* start Passage provided *

From: Bernhard Fisseni
Subject: Re: [Groff] Re: Hyphens and Dashes
Date: Fri, 2 Apr 2004 08:48:21 +0200
User-agent: Mutt/1.5.6i

Hi Alejandro López-Valencia,
hi list,

Scripsit Alejandro López-Valencia die 01/04/2004 (19:06 -0500):
> At 05:25 p.m. 01/04/2004, Ted Harding wrote:
> >On 01-Apr-04 Jeff Conrad wrote:
> >
> >> I agree with Alejandro's recommendation of the Chicago Manual of
> >> Style as an authoritative guide to U.S. practice.
> >> [...]
> >> I'd use the Chicago Manual with caution outside of the U.S.,
> 
> [snip]
> 
> >For the UK you can hardly go wrong with "Hart's Rules for Compositors
> >and Readers at the University Press, Oxford".
> 
> [snip]
> 
> In what pertains to Spanish, the information is scattered here and there, 
> but the authoritative source (and some of the recommendations are better 
> than a Monty Python sketch ;-) is the "Ortografía de la Real Academia de 
> la Lengua", available on-line from the R.A.E.'s web site 
> (http://www.rae.es/) in PDF format.

For German, this used to be the rules for typography in Duden, which are
pretty short, though; it doesn't even mention the length of a dash,
although all examples have an en dash (or something similar).

> A person who has done an admirable effort to rescue traditional Spanish (as 
> in Castilian and Catalonian) typography with computers is Javier Bezos, his 
> paper on Spanish typesetting included with LaTeX's multilingual typesetting 
> package Babel is recommended reading, as well as perusing the papers 
> available at his web site http://perso.wanadoo.es/jbezos/, particularly 
> http://perso.wanadoo.es/jbezos/typo.html. Everything in Spanish, of course.

* end Passage provided *
* start Extracted data *

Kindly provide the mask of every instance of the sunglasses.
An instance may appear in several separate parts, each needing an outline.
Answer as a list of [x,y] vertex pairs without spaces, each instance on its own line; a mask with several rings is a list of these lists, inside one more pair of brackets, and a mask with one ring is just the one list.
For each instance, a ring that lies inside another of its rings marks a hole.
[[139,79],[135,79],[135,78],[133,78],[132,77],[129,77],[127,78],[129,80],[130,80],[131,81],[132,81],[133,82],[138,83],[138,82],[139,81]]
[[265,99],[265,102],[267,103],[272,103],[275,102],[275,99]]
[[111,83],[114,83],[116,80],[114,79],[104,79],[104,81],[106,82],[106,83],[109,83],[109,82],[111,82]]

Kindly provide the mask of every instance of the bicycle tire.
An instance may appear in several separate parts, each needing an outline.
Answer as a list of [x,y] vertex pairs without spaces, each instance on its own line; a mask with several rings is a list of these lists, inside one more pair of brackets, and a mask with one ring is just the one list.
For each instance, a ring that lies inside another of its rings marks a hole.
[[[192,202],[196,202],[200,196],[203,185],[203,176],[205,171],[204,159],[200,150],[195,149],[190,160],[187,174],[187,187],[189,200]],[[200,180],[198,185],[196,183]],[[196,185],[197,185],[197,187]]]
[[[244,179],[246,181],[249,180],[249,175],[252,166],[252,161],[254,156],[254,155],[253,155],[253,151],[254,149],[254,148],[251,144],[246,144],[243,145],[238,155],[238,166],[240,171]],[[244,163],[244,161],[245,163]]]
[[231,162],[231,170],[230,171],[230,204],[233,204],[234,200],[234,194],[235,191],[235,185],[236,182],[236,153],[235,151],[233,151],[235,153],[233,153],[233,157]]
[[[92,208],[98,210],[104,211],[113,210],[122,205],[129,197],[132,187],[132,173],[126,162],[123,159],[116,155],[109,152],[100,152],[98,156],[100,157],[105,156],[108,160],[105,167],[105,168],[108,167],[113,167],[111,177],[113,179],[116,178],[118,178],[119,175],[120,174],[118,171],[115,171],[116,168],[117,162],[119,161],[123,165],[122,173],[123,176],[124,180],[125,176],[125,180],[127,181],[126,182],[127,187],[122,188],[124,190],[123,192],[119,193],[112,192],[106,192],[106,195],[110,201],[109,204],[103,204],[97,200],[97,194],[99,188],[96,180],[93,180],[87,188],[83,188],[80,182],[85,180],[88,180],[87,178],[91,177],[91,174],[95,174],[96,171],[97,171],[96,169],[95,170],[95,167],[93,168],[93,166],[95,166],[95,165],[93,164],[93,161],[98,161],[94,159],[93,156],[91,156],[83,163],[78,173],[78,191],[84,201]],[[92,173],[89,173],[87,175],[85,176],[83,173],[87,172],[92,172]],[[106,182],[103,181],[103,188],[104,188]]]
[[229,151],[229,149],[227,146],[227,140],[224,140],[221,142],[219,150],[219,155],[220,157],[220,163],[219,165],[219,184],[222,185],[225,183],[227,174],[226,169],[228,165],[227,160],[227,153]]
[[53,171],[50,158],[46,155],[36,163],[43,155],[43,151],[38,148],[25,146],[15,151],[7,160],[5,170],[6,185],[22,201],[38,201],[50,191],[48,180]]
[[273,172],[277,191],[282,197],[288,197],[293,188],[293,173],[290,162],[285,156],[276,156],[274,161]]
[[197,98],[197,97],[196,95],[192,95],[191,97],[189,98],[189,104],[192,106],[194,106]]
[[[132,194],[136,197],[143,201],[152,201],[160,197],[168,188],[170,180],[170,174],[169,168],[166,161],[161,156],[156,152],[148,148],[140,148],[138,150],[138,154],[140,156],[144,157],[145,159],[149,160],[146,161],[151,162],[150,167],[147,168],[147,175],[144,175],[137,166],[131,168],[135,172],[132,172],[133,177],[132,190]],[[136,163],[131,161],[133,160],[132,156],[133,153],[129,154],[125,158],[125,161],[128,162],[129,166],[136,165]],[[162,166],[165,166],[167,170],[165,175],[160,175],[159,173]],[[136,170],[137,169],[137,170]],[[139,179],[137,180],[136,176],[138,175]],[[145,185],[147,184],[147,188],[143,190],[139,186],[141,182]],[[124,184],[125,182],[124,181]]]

* end Extracted data *

| Given task A |
Please list every person named in the message about hyphens and dashes.
| Given task B |
Carry on writing the message about hyphens and dashes, starting right after its last sentence.

| Written response A |
- Bernhard Fisseni
- Alejandro López-Valencia
- Ted Harding
- Jeff Conrad
- Javier Bezos

| Written response B |
Interesting: His text was the first non-American text in which I've
noticed the em-dash-without-space convention (checking on the only book
printed in Spain I own: it also follows this convention; I admit I
haven't read it far enough to see any dashes...).  I've also found that
this conclusion can often be drawn symmetrically: a text that has en
dashes with space is usually non-American, even if it's in English.  I'm
not sure whether that's a coincidence.

In German, dashes without space as punctuation are certainly wrong[1].
As a rule of thumb could probably be: the older the book, the longer the
dashes.

[1] Some people use hyphens with space for marking compound nouns, like
    Zeichensetzungs-Regel 'punctuation rule', and as punctuation between
    phrases, but this is wrong for both purposes. Word processors often
    offer a function to more or less randomly replace a hyphen by a
    dash, which a lot of people don't notice anyway.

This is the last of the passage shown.